Material to process

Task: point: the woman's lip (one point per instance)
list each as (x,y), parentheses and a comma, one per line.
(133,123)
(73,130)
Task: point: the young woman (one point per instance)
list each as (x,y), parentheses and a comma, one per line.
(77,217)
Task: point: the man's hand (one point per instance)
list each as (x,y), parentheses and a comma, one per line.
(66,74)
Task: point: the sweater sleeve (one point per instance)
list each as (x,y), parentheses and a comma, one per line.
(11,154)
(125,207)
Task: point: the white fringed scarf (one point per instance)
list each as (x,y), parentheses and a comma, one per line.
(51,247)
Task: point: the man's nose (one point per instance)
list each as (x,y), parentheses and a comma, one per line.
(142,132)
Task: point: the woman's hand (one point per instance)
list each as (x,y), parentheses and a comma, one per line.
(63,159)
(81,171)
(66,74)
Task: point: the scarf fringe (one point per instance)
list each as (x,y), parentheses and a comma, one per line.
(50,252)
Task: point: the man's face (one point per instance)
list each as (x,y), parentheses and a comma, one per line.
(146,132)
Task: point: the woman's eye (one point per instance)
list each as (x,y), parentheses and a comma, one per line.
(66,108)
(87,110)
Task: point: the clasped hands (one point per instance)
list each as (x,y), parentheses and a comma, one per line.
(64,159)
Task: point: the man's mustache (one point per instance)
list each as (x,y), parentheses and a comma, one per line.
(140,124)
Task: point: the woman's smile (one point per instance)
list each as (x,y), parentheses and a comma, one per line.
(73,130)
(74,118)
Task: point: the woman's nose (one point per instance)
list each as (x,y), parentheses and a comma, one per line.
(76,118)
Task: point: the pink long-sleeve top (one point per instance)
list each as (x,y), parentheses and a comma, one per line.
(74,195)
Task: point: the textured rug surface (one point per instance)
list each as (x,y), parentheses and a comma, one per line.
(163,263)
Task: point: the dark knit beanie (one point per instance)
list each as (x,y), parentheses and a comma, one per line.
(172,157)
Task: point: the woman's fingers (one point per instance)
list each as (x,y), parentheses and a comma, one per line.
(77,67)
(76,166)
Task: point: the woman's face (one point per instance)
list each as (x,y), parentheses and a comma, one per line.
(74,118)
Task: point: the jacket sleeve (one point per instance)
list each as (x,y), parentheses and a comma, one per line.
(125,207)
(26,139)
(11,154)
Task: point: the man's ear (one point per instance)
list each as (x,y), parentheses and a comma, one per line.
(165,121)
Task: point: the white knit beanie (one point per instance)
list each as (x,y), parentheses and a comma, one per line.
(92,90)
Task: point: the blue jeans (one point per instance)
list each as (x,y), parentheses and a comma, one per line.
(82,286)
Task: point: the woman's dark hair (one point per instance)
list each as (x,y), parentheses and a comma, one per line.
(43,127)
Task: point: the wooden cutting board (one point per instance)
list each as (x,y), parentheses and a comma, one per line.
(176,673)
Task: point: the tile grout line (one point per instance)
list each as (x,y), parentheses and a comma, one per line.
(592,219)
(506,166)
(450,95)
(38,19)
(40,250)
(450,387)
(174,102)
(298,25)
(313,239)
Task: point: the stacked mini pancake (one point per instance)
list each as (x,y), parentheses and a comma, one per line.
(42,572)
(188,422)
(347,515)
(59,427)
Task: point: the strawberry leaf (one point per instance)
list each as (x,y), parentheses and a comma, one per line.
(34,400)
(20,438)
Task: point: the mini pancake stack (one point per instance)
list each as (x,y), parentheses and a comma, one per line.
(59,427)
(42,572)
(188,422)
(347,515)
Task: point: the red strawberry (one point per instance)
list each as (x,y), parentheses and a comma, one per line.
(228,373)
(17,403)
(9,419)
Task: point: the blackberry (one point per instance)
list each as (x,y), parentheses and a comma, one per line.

Task statement
State the number of lines in the listing that include the word "pancake", without any other text.

Output for this task
2